RECORDS SHOWN START

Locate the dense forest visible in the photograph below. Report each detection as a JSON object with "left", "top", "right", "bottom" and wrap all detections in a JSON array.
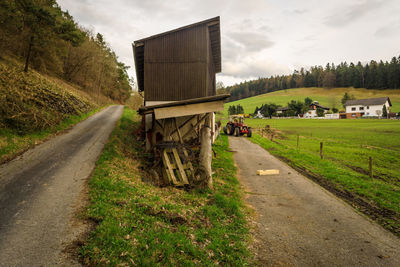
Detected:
[
  {"left": 0, "top": 0, "right": 131, "bottom": 102},
  {"left": 220, "top": 56, "right": 400, "bottom": 102}
]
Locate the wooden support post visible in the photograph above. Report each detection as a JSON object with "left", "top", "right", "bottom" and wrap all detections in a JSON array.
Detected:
[
  {"left": 199, "top": 125, "right": 213, "bottom": 189},
  {"left": 369, "top": 156, "right": 373, "bottom": 178},
  {"left": 320, "top": 142, "right": 323, "bottom": 159},
  {"left": 297, "top": 134, "right": 299, "bottom": 149}
]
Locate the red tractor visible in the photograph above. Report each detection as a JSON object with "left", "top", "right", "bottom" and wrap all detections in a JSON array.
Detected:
[{"left": 223, "top": 115, "right": 252, "bottom": 137}]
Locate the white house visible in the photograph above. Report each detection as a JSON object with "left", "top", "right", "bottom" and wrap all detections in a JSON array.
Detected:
[
  {"left": 344, "top": 97, "right": 392, "bottom": 118},
  {"left": 304, "top": 101, "right": 330, "bottom": 118}
]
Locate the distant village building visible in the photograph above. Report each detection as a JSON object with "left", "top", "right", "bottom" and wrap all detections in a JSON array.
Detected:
[
  {"left": 253, "top": 110, "right": 265, "bottom": 119},
  {"left": 344, "top": 97, "right": 391, "bottom": 118},
  {"left": 304, "top": 101, "right": 330, "bottom": 118}
]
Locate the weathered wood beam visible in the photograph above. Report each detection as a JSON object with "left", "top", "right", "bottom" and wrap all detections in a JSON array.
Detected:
[{"left": 182, "top": 114, "right": 208, "bottom": 140}]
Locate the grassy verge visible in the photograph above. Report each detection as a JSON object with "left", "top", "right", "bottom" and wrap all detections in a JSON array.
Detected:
[
  {"left": 80, "top": 107, "right": 251, "bottom": 266},
  {"left": 0, "top": 106, "right": 105, "bottom": 164},
  {"left": 249, "top": 130, "right": 399, "bottom": 236}
]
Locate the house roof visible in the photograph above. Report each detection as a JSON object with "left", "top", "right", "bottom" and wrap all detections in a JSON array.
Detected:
[
  {"left": 277, "top": 107, "right": 289, "bottom": 111},
  {"left": 310, "top": 103, "right": 330, "bottom": 110},
  {"left": 344, "top": 97, "right": 392, "bottom": 107},
  {"left": 133, "top": 17, "right": 221, "bottom": 92}
]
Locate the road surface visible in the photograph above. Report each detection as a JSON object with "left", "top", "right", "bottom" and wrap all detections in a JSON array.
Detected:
[
  {"left": 229, "top": 136, "right": 400, "bottom": 267},
  {"left": 0, "top": 105, "right": 123, "bottom": 266}
]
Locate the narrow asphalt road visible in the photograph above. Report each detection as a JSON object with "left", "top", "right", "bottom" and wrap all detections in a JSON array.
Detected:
[
  {"left": 0, "top": 105, "right": 123, "bottom": 266},
  {"left": 229, "top": 137, "right": 400, "bottom": 267}
]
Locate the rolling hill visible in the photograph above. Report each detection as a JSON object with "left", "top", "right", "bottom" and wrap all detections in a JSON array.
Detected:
[{"left": 223, "top": 87, "right": 400, "bottom": 116}]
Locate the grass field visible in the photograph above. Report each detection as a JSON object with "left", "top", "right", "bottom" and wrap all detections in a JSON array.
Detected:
[
  {"left": 223, "top": 87, "right": 400, "bottom": 116},
  {"left": 81, "top": 107, "right": 252, "bottom": 266},
  {"left": 238, "top": 118, "right": 400, "bottom": 235}
]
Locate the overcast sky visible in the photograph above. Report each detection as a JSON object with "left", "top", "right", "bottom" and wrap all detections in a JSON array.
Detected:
[{"left": 58, "top": 0, "right": 400, "bottom": 87}]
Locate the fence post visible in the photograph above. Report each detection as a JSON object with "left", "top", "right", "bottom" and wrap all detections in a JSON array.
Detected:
[
  {"left": 369, "top": 157, "right": 373, "bottom": 178},
  {"left": 297, "top": 134, "right": 299, "bottom": 149},
  {"left": 320, "top": 142, "right": 323, "bottom": 159}
]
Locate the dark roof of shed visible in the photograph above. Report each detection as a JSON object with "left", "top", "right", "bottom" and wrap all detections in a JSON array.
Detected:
[
  {"left": 344, "top": 97, "right": 391, "bottom": 106},
  {"left": 133, "top": 17, "right": 221, "bottom": 92}
]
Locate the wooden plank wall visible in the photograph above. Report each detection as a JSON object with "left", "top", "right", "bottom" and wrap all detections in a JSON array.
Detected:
[
  {"left": 144, "top": 25, "right": 208, "bottom": 101},
  {"left": 207, "top": 26, "right": 216, "bottom": 96}
]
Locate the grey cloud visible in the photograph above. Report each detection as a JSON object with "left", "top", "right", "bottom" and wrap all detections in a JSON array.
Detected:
[
  {"left": 258, "top": 25, "right": 272, "bottom": 32},
  {"left": 293, "top": 9, "right": 308, "bottom": 14},
  {"left": 324, "top": 0, "right": 382, "bottom": 27},
  {"left": 222, "top": 36, "right": 242, "bottom": 62},
  {"left": 227, "top": 31, "right": 274, "bottom": 52},
  {"left": 375, "top": 20, "right": 400, "bottom": 37},
  {"left": 222, "top": 58, "right": 290, "bottom": 79}
]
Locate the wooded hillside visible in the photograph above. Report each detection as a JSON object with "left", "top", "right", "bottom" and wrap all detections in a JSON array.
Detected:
[
  {"left": 0, "top": 0, "right": 131, "bottom": 102},
  {"left": 222, "top": 56, "right": 400, "bottom": 102}
]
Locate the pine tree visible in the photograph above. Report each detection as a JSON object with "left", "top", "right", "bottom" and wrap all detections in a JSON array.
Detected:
[
  {"left": 316, "top": 107, "right": 325, "bottom": 117},
  {"left": 304, "top": 97, "right": 313, "bottom": 106},
  {"left": 382, "top": 105, "right": 388, "bottom": 118}
]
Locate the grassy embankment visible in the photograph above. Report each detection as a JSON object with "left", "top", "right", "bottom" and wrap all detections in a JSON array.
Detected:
[
  {"left": 0, "top": 57, "right": 109, "bottom": 163},
  {"left": 80, "top": 107, "right": 251, "bottom": 266},
  {"left": 241, "top": 118, "right": 400, "bottom": 235},
  {"left": 223, "top": 87, "right": 400, "bottom": 116}
]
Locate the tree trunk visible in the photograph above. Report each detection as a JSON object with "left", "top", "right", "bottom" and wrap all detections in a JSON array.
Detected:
[
  {"left": 199, "top": 122, "right": 213, "bottom": 189},
  {"left": 24, "top": 35, "right": 34, "bottom": 72}
]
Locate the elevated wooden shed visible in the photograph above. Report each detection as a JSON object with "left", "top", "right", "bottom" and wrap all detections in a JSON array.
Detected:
[
  {"left": 132, "top": 17, "right": 227, "bottom": 188},
  {"left": 133, "top": 16, "right": 221, "bottom": 105}
]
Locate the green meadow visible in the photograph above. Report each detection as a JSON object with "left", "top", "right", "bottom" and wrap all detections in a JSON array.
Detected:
[{"left": 223, "top": 87, "right": 400, "bottom": 116}]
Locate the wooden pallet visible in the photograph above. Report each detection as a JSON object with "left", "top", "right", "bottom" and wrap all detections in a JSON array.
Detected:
[{"left": 162, "top": 147, "right": 193, "bottom": 186}]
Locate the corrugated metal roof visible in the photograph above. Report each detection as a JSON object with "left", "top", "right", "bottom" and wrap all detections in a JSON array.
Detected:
[{"left": 344, "top": 97, "right": 391, "bottom": 106}]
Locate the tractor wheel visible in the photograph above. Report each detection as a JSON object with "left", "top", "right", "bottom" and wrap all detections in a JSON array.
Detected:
[
  {"left": 234, "top": 127, "right": 240, "bottom": 137},
  {"left": 223, "top": 126, "right": 228, "bottom": 134},
  {"left": 247, "top": 128, "right": 252, "bottom": 137},
  {"left": 228, "top": 125, "right": 234, "bottom": 135}
]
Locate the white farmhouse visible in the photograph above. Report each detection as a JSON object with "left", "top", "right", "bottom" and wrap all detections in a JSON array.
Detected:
[
  {"left": 344, "top": 97, "right": 391, "bottom": 118},
  {"left": 304, "top": 101, "right": 330, "bottom": 118}
]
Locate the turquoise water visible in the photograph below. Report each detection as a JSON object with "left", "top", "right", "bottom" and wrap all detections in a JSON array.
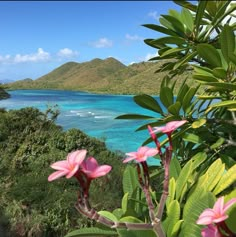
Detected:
[{"left": 0, "top": 90, "right": 162, "bottom": 165}]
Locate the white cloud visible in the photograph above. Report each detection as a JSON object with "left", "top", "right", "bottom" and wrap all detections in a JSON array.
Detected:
[
  {"left": 148, "top": 11, "right": 159, "bottom": 20},
  {"left": 0, "top": 55, "right": 11, "bottom": 64},
  {"left": 90, "top": 37, "right": 113, "bottom": 48},
  {"left": 14, "top": 48, "right": 50, "bottom": 63},
  {"left": 125, "top": 34, "right": 143, "bottom": 41},
  {"left": 144, "top": 52, "right": 159, "bottom": 61},
  {"left": 57, "top": 48, "right": 79, "bottom": 58}
]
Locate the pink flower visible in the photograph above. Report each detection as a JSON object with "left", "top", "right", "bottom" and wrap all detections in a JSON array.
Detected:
[
  {"left": 201, "top": 225, "right": 221, "bottom": 237},
  {"left": 123, "top": 146, "right": 159, "bottom": 163},
  {"left": 197, "top": 197, "right": 236, "bottom": 225},
  {"left": 48, "top": 150, "right": 87, "bottom": 182},
  {"left": 151, "top": 120, "right": 187, "bottom": 136},
  {"left": 80, "top": 157, "right": 112, "bottom": 179}
]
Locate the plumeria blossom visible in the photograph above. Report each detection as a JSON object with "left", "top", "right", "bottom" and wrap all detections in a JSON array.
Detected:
[
  {"left": 197, "top": 196, "right": 236, "bottom": 225},
  {"left": 123, "top": 146, "right": 159, "bottom": 163},
  {"left": 151, "top": 120, "right": 187, "bottom": 136},
  {"left": 48, "top": 149, "right": 87, "bottom": 182},
  {"left": 201, "top": 224, "right": 221, "bottom": 237},
  {"left": 80, "top": 157, "right": 112, "bottom": 179}
]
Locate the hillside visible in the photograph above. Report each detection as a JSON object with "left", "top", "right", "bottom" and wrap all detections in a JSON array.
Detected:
[
  {"left": 0, "top": 87, "right": 10, "bottom": 100},
  {"left": 6, "top": 57, "right": 192, "bottom": 95}
]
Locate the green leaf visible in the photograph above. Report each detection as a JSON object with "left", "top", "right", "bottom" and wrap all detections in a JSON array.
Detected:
[
  {"left": 183, "top": 133, "right": 202, "bottom": 144},
  {"left": 176, "top": 160, "right": 193, "bottom": 200},
  {"left": 112, "top": 208, "right": 124, "bottom": 220},
  {"left": 168, "top": 101, "right": 181, "bottom": 116},
  {"left": 210, "top": 137, "right": 225, "bottom": 150},
  {"left": 65, "top": 227, "right": 118, "bottom": 237},
  {"left": 166, "top": 200, "right": 181, "bottom": 237},
  {"left": 151, "top": 36, "right": 186, "bottom": 45},
  {"left": 182, "top": 87, "right": 197, "bottom": 113},
  {"left": 229, "top": 53, "right": 236, "bottom": 66},
  {"left": 119, "top": 216, "right": 143, "bottom": 223},
  {"left": 194, "top": 1, "right": 207, "bottom": 36},
  {"left": 193, "top": 65, "right": 213, "bottom": 75},
  {"left": 181, "top": 8, "right": 194, "bottom": 32},
  {"left": 171, "top": 220, "right": 183, "bottom": 237},
  {"left": 210, "top": 100, "right": 236, "bottom": 108},
  {"left": 220, "top": 24, "right": 235, "bottom": 63},
  {"left": 203, "top": 159, "right": 225, "bottom": 192},
  {"left": 206, "top": 82, "right": 236, "bottom": 91},
  {"left": 133, "top": 94, "right": 163, "bottom": 114},
  {"left": 191, "top": 152, "right": 208, "bottom": 171},
  {"left": 173, "top": 0, "right": 197, "bottom": 13},
  {"left": 176, "top": 82, "right": 189, "bottom": 103},
  {"left": 212, "top": 67, "right": 227, "bottom": 79},
  {"left": 160, "top": 47, "right": 185, "bottom": 58},
  {"left": 160, "top": 87, "right": 174, "bottom": 108},
  {"left": 197, "top": 95, "right": 221, "bottom": 100},
  {"left": 193, "top": 74, "right": 219, "bottom": 83},
  {"left": 225, "top": 190, "right": 236, "bottom": 232},
  {"left": 181, "top": 188, "right": 215, "bottom": 237},
  {"left": 98, "top": 211, "right": 118, "bottom": 222},
  {"left": 173, "top": 51, "right": 198, "bottom": 70},
  {"left": 115, "top": 114, "right": 155, "bottom": 120},
  {"left": 170, "top": 157, "right": 181, "bottom": 180},
  {"left": 197, "top": 44, "right": 222, "bottom": 67},
  {"left": 122, "top": 166, "right": 139, "bottom": 198},
  {"left": 166, "top": 178, "right": 176, "bottom": 207},
  {"left": 121, "top": 193, "right": 129, "bottom": 214},
  {"left": 117, "top": 228, "right": 156, "bottom": 237},
  {"left": 192, "top": 118, "right": 206, "bottom": 128},
  {"left": 214, "top": 164, "right": 236, "bottom": 195},
  {"left": 160, "top": 15, "right": 185, "bottom": 35},
  {"left": 142, "top": 24, "right": 179, "bottom": 37}
]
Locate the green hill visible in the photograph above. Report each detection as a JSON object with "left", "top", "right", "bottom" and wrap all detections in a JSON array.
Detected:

RECORDS SHOWN END

ACTION ITEM
Show all lines in the preceding material that have "post" in them.

ANSWER TO THIS PROBLEM
Locate the wooden support post visible in the photograph above. Report each detection as a JSON object with "left", "top", "right", "bottom" and wrap all detections in a JSON array.
Locate the fence post visible in the photograph above. Report each detection as a JSON object with "left", "top", "right", "bottom" and wrap all detections in a JSON array.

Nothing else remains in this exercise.